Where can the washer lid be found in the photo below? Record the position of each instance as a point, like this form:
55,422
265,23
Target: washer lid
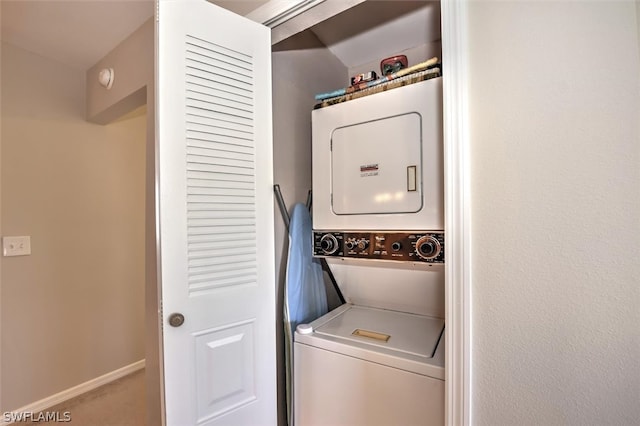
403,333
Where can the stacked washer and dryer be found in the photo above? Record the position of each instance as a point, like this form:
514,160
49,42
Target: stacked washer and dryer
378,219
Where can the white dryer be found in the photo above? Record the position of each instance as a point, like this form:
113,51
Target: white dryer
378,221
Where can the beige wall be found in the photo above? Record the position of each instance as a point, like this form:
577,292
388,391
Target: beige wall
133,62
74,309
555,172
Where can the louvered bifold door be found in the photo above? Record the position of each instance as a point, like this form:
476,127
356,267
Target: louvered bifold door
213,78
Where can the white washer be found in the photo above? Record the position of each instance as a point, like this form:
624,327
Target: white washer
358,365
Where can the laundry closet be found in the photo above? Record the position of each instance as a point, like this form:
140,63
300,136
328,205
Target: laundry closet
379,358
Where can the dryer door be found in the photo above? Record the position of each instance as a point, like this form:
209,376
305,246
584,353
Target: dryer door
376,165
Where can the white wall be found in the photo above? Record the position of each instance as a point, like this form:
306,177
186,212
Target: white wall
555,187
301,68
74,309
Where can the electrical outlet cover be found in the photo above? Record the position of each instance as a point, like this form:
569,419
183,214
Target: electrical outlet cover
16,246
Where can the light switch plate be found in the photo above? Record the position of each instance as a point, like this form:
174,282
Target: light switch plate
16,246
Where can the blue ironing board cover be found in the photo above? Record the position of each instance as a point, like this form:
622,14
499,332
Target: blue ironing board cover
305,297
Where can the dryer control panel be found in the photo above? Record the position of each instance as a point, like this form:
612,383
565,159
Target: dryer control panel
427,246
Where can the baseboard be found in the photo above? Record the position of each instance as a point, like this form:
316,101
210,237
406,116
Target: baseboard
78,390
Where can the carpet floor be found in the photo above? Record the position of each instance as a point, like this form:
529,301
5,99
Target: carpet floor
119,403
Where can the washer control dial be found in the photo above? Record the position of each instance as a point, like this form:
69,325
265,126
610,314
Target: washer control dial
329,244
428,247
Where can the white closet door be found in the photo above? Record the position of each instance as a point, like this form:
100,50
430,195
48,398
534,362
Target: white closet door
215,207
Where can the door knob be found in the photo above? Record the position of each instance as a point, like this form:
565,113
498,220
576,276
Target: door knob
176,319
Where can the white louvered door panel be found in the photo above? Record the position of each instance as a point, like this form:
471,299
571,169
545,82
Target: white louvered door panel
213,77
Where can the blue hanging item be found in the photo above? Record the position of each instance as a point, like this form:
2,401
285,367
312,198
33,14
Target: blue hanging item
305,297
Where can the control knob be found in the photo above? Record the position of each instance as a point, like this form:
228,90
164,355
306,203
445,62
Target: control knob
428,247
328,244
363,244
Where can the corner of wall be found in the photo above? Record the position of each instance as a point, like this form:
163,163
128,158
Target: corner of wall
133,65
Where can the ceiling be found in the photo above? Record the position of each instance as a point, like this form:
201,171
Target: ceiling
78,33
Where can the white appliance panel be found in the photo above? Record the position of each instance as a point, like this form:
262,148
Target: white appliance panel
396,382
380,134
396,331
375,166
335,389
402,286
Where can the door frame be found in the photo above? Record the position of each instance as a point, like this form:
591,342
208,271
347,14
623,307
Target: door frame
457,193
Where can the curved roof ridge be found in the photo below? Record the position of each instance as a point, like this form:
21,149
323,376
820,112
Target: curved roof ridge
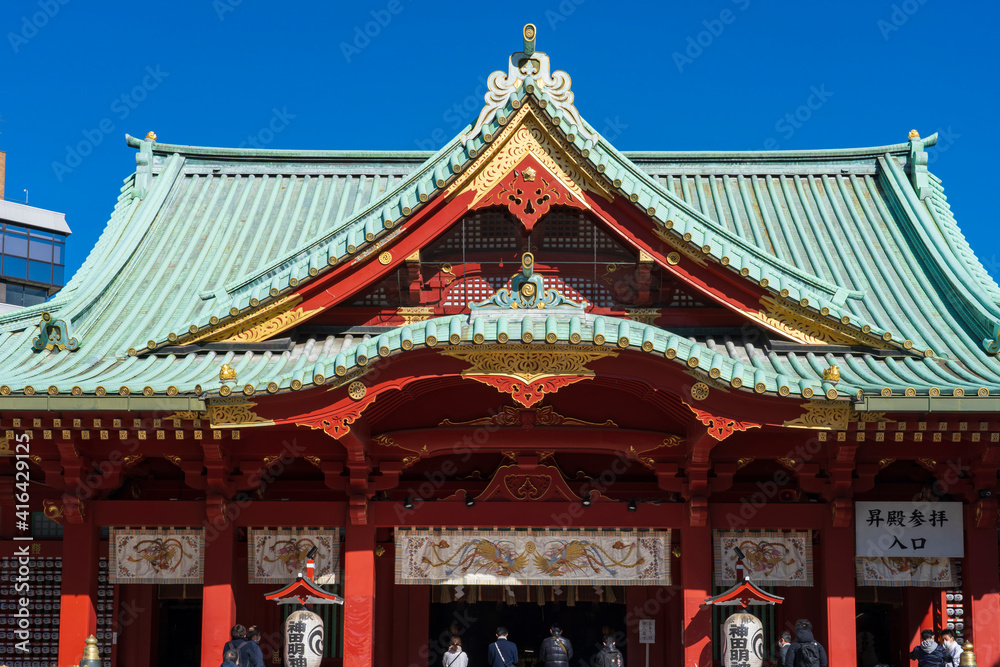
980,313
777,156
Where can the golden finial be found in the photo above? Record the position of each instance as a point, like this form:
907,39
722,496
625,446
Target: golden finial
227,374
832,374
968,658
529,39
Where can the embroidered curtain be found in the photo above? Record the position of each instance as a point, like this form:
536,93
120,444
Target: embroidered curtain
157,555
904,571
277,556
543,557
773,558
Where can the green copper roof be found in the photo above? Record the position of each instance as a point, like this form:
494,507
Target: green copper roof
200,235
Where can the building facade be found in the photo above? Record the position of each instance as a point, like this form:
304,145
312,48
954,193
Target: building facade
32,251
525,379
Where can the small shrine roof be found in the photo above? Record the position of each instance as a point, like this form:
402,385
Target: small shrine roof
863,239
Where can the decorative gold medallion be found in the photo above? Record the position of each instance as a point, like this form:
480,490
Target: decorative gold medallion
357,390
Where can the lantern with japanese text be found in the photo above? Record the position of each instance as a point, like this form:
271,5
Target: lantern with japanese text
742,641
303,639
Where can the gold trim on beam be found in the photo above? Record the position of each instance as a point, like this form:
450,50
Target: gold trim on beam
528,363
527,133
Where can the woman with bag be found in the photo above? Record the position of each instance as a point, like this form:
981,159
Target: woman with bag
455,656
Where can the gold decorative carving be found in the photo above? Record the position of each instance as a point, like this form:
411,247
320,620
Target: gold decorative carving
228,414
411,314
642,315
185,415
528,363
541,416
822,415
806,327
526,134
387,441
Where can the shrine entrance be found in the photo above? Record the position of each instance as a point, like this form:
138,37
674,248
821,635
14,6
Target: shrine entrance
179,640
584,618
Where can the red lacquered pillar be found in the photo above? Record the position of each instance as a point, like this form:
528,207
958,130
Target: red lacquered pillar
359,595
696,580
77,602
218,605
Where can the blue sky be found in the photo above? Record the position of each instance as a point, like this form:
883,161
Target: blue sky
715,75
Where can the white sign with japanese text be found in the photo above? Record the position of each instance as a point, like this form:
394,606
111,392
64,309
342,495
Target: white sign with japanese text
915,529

What to produce>
Which lines hold the word "below"? Copy each of them from the records.

Written response>
Where can the washer lid be found in the photo below? Record the position of each instance as a point, like this form:
Where can the curved roof ridge be found in the photo below? Record the position of each instance as a point, like this form:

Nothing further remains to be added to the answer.